### Reading text
Benjamin Hanson is a second year Ph.D. student at the University of California San Diego in the Aerospace Engineering department, co-advised by Dr. Aaron Rosengren and Dr. Thomas Bewley. His research centers around state estimation and uncertainty propagation in two different regimes: the first is cislunar space, a regime where the chaotic dynamics induce complex orbits that are difficult to orbit and document, and the second is probabilistic search algorithms for non-evasive and evasive targets. Benjamin is a 2023 NASA Space Technology Graduate Research Opportunity (NSTGRO) fellow and a 2023 AFRL SFFP graduate student.

Benjamin graduated summa cum laude from the Colorado School of Mines in May of 2022 with a B.S. in Engineering Physics, a minor in Robotics and Intelligent Systems, and an area of special interest in Space and Planetary Sciences Engineering. He was a member of Dr. Ning Wu's chemical and biological engineering lab for two years, working in the field of synthesis and propulsion of microbots. His contributions earned him co-authorship on a publication in Langmuir, entitled "Synthesis and Propulsion of Magnetic Dimers under Orthogonally Applied Electric and Magnetic Fields", with multiple presentations in the Colorado School of Mines Undergraduate Research Symposiums. Additionally, Benjamin worked with Dr. Frederic Sarazin on his research in cosmic ray detection via simulation, specifically for the calibration of the Auger@TA detection array. For this work, Benjamin received "Best Technical Project by an Individual" in the 2022 Colorado School of Mines Senior Engineering Physics symposium.

### Data under study

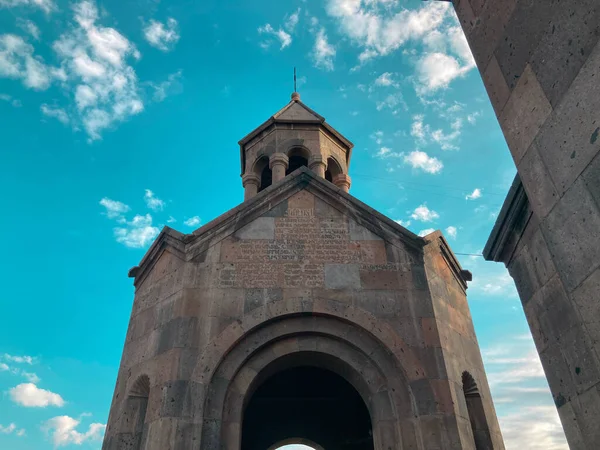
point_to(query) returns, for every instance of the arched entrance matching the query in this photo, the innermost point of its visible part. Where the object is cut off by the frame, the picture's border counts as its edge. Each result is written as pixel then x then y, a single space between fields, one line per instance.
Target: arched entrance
pixel 307 402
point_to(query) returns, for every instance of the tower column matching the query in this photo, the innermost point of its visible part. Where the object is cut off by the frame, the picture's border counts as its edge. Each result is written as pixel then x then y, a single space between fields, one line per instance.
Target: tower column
pixel 251 182
pixel 342 181
pixel 318 165
pixel 278 163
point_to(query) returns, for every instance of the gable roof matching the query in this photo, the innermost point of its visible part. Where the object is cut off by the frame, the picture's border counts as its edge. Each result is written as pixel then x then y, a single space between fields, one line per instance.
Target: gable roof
pixel 189 246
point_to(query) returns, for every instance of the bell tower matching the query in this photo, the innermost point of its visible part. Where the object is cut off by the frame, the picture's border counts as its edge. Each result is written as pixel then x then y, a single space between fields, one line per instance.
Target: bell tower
pixel 294 137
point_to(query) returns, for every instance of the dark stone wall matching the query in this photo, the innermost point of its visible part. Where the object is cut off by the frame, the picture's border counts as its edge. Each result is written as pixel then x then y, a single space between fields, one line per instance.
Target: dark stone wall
pixel 540 63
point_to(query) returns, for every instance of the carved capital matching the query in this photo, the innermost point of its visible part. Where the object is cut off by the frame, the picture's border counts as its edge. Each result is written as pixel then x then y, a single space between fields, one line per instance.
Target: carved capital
pixel 279 158
pixel 342 181
pixel 250 178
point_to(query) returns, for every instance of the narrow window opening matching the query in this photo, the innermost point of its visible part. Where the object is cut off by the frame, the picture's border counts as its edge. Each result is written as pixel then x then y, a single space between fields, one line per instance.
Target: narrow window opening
pixel 476 412
pixel 136 407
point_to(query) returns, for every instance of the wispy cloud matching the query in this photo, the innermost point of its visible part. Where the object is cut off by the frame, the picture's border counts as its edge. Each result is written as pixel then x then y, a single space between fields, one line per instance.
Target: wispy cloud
pixel 425 232
pixel 323 52
pixel 29 395
pixel 114 208
pixel 29 27
pixel 24 359
pixel 63 431
pixel 192 221
pixel 420 160
pixel 163 36
pixel 153 202
pixel 474 195
pixel 12 428
pixel 137 233
pixel 56 113
pixel 17 61
pixel 424 214
pixel 45 5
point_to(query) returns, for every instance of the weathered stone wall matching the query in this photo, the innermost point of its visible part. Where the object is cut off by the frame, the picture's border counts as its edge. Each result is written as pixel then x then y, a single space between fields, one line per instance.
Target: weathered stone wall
pixel 455 336
pixel 288 272
pixel 540 62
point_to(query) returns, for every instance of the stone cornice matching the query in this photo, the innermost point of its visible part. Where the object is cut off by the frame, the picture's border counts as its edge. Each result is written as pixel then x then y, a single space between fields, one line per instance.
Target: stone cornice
pixel 461 275
pixel 187 247
pixel 509 221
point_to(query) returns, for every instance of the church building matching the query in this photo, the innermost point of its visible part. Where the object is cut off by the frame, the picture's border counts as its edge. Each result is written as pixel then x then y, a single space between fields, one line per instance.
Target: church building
pixel 300 316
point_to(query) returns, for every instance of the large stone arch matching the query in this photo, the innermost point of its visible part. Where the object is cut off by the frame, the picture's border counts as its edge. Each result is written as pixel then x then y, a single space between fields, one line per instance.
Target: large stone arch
pixel 328 342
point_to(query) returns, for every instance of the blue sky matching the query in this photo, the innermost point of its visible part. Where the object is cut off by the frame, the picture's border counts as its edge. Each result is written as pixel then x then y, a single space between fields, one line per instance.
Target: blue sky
pixel 118 118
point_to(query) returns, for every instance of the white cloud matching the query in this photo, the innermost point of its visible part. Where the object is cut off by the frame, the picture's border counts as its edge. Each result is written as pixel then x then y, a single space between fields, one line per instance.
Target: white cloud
pixel 386 152
pixel 13 101
pixel 114 208
pixel 10 428
pixel 162 36
pixel 153 202
pixel 20 359
pixel 424 214
pixel 63 430
pixel 192 221
pixel 425 232
pixel 28 394
pixel 451 232
pixel 472 118
pixel 385 79
pixel 56 113
pixel 383 31
pixel 31 377
pixel 421 160
pixel 436 70
pixel 29 27
pixel 419 130
pixel 93 58
pixel 138 233
pixel 291 21
pixel 323 52
pixel 474 195
pixel 17 61
pixel 45 5
pixel 172 85
pixel 533 428
pixel 392 101
pixel 285 39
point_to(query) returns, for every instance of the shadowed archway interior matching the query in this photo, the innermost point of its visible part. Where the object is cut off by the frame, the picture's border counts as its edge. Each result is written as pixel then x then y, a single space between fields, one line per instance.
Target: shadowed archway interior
pixel 309 403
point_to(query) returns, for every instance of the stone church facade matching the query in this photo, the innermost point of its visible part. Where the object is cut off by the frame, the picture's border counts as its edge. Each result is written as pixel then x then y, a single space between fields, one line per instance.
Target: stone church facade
pixel 302 315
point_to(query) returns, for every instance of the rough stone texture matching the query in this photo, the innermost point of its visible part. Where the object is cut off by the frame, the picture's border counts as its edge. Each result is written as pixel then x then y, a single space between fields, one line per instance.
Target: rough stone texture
pixel 300 274
pixel 540 63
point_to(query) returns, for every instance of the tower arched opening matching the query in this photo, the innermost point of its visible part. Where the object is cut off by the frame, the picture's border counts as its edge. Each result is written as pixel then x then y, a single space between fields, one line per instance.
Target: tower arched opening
pixel 476 412
pixel 262 169
pixel 333 169
pixel 298 158
pixel 309 404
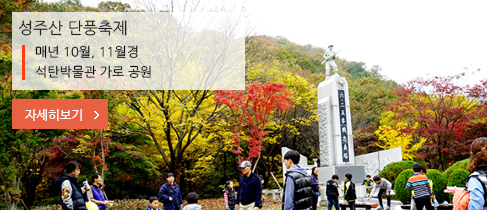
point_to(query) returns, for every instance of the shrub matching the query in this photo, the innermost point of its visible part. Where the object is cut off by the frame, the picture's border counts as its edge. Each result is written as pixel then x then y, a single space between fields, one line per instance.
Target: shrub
pixel 439 184
pixel 403 194
pixel 463 164
pixel 457 178
pixel 391 170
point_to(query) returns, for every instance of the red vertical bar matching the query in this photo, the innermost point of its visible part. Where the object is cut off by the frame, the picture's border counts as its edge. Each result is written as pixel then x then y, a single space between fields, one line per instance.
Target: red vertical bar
pixel 23 62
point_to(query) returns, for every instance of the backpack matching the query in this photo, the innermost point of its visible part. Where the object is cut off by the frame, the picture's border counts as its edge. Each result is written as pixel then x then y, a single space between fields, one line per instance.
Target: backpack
pixel 350 194
pixel 331 189
pixel 462 198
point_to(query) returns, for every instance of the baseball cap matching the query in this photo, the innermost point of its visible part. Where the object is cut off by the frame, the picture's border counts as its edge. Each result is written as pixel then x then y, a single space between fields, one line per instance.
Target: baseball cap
pixel 245 164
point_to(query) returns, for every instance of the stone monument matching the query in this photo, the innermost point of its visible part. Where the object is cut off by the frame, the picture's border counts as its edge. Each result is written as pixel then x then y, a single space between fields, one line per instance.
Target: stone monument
pixel 335 126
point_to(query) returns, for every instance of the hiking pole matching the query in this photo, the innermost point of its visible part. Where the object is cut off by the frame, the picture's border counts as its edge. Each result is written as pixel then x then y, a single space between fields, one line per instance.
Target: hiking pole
pixel 276 180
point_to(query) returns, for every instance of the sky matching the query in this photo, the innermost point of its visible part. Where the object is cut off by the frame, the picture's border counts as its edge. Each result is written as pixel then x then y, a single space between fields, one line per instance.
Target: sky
pixel 407 39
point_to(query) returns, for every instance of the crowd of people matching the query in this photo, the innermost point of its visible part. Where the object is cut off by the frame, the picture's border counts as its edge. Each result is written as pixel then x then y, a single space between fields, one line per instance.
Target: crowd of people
pixel 301 191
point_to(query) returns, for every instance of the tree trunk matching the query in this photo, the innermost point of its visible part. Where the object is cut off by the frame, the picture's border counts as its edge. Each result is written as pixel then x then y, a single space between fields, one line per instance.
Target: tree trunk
pixel 11 202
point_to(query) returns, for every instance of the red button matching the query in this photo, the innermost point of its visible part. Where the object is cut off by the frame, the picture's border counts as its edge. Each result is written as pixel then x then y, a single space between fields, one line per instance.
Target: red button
pixel 60 114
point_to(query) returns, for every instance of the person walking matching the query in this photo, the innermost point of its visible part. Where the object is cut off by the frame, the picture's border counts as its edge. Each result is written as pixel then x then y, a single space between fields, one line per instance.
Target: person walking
pixel 170 194
pixel 72 195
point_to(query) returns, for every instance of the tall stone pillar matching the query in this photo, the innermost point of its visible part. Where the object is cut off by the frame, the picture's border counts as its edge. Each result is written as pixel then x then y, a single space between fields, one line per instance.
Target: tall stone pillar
pixel 335 122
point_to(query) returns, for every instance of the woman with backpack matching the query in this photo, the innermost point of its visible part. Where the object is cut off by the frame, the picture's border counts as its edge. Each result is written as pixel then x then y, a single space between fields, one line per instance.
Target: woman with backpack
pixel 315 186
pixel 230 195
pixel 476 181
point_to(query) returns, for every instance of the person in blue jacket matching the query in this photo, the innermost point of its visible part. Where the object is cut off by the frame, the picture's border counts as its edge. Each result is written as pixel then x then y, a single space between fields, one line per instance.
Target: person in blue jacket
pixel 249 190
pixel 170 194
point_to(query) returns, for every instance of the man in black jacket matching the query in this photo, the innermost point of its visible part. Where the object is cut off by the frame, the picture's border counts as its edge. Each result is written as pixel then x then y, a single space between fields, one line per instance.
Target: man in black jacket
pixel 332 192
pixel 298 194
pixel 350 195
pixel 249 189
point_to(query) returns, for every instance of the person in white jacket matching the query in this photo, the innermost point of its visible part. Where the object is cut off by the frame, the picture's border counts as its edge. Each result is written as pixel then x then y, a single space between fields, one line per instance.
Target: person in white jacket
pixel 384 185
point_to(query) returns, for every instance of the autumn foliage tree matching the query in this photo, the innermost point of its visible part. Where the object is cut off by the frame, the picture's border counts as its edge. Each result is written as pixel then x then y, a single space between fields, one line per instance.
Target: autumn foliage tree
pixel 253 109
pixel 444 111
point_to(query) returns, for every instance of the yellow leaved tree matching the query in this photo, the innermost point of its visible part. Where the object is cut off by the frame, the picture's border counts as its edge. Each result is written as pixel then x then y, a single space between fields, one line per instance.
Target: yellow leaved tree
pixel 398 136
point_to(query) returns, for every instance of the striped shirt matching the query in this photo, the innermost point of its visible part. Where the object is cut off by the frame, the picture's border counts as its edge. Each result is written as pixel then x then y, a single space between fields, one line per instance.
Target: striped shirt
pixel 420 185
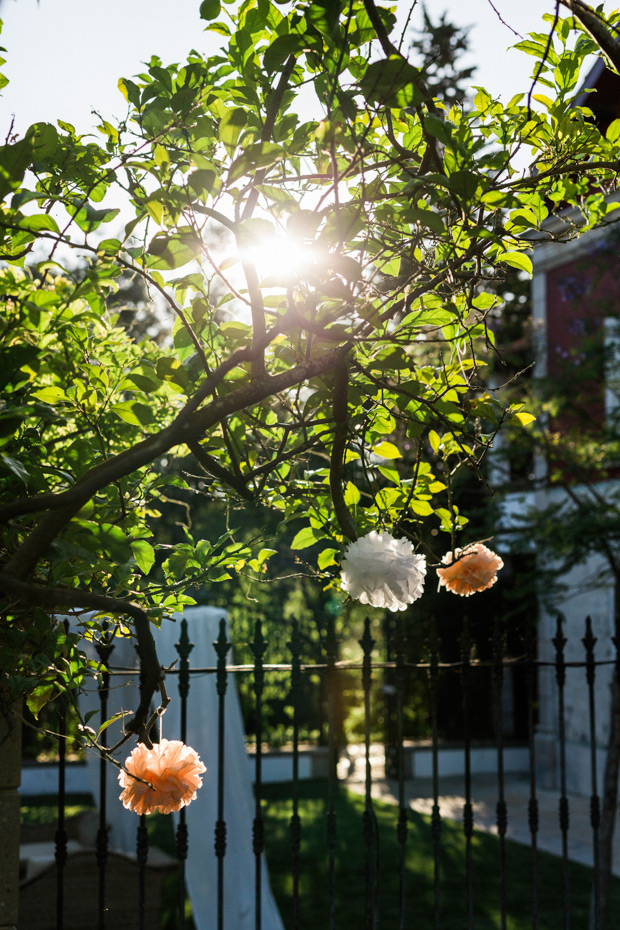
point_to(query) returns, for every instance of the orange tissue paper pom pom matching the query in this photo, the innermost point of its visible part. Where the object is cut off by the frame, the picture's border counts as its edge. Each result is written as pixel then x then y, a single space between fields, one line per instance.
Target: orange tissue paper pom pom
pixel 171 771
pixel 473 569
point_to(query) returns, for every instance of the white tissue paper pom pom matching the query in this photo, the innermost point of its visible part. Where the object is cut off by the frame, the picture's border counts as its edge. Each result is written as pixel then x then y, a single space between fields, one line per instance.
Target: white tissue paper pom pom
pixel 383 572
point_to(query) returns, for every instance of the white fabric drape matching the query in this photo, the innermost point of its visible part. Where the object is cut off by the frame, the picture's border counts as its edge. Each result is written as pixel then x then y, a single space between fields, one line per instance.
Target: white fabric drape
pixel 201 814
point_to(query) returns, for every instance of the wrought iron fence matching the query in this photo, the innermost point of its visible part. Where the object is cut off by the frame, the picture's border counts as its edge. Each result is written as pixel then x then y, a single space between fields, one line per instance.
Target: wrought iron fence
pixel 429 670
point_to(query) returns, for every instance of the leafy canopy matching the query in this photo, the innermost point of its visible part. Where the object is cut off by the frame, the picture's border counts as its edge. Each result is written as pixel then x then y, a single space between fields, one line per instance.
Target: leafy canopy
pixel 328 278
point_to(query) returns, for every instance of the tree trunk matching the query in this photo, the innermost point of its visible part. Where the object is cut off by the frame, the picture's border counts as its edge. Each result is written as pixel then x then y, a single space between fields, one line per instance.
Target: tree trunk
pixel 10 775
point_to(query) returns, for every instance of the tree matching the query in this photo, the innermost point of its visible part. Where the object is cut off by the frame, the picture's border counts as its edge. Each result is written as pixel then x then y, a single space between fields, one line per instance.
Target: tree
pixel 403 214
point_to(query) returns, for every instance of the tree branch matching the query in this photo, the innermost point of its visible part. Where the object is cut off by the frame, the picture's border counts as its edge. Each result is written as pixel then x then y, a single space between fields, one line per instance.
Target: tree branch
pixel 340 410
pixel 213 467
pixel 597 29
pixel 55 599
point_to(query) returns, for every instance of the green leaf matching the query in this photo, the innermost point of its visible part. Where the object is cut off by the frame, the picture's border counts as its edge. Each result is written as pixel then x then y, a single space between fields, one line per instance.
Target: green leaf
pixel 173 251
pixel 210 9
pixel 516 260
pixel 118 716
pixel 16 467
pixel 280 49
pixel 422 508
pixel 392 82
pixel 351 495
pixel 231 126
pixel 307 537
pixel 613 131
pixel 144 554
pixel 387 450
pixel 50 395
pixel 327 557
pixel 39 222
pixel 131 411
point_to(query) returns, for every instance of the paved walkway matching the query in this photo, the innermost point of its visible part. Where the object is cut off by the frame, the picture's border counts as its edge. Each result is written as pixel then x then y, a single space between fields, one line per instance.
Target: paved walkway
pixel 419 796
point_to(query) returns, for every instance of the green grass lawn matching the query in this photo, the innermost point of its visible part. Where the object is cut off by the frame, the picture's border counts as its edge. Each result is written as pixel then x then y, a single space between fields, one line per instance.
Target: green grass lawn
pixel 350 869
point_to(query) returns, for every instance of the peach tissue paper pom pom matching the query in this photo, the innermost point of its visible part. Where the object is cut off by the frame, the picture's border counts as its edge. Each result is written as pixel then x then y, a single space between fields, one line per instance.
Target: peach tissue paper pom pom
pixel 381 571
pixel 474 569
pixel 172 771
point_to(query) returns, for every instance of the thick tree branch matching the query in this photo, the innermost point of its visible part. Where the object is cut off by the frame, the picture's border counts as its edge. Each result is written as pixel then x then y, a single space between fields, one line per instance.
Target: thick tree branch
pixel 55 599
pixel 597 29
pixel 189 424
pixel 213 467
pixel 340 411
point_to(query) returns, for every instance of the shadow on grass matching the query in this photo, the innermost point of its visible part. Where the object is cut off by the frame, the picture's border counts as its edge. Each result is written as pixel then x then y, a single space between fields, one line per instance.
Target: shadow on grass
pixel 350 868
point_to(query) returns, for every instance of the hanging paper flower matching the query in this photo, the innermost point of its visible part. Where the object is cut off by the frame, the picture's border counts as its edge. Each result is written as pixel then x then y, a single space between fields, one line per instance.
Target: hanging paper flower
pixel 170 774
pixel 473 569
pixel 383 572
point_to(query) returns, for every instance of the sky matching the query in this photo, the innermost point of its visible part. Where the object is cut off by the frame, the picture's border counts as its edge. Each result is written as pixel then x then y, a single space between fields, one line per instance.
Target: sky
pixel 64 57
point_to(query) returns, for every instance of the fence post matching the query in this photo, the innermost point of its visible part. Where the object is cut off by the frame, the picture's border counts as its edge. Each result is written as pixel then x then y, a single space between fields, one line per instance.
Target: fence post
pixel 10 777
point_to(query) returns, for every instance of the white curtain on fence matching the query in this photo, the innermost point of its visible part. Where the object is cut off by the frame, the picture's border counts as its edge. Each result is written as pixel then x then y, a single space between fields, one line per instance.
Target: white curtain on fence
pixel 201 814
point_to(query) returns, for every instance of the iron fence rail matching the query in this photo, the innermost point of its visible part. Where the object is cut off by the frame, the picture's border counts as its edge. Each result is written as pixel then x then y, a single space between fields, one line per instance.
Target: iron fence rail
pixel 401 668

### Actions to take
A – Do these statements agree with the biography of Benjamin Hanson? Answer yes or no for each, and quote the words from the biography that decide it.
(i) He earned his B.S. from the Colorado School of Mines in May 2022.
(ii) He is co-advised by Dr. Ning Wu.
(iii) He spent three years in Dr. Ning Wu's lab.
B – Which people does the biography of Benjamin Hanson name with the title "Dr."?
C – Continue the biography of Benjamin Hanson from its last sentence.
This material has nothing to do with the biography of Benjamin Hanson.

### Numbered responses
A –
(i) Yes: "Benjamin graduated summa cum laude from the Colorado School of Mines in May of 2022 with a B.S. in Engineering Physics"
(ii) No: "co-advised by Dr. Aaron Rosengren and Dr. Thomas Bewley"
(iii) No: "He was a member of Dr. Ning Wu's chemical and biological engineering lab for two years"

B – Dr. Aaron Rosengren, Dr. Thomas Bewley, Dr. Ning Wu, Dr. Frederic Sarazin

C –
In 2021, Benjamin was accepted into the National Science Foundation (NSF) REU in the University of Florida's astronomy department. Benjamin was advised by Dr. Paul Torrey and worked on developing a Markov Chain Monte Carlo framework for predicting the properties of galaxies via decomposition of galactic spectral energy distributions. Benjamin presented his work at the Summer 2022 AAS Goddard symposium in Pasadena, CA, where he earned a Chambliss Astronomy Achievement Student Award Honorable Mention.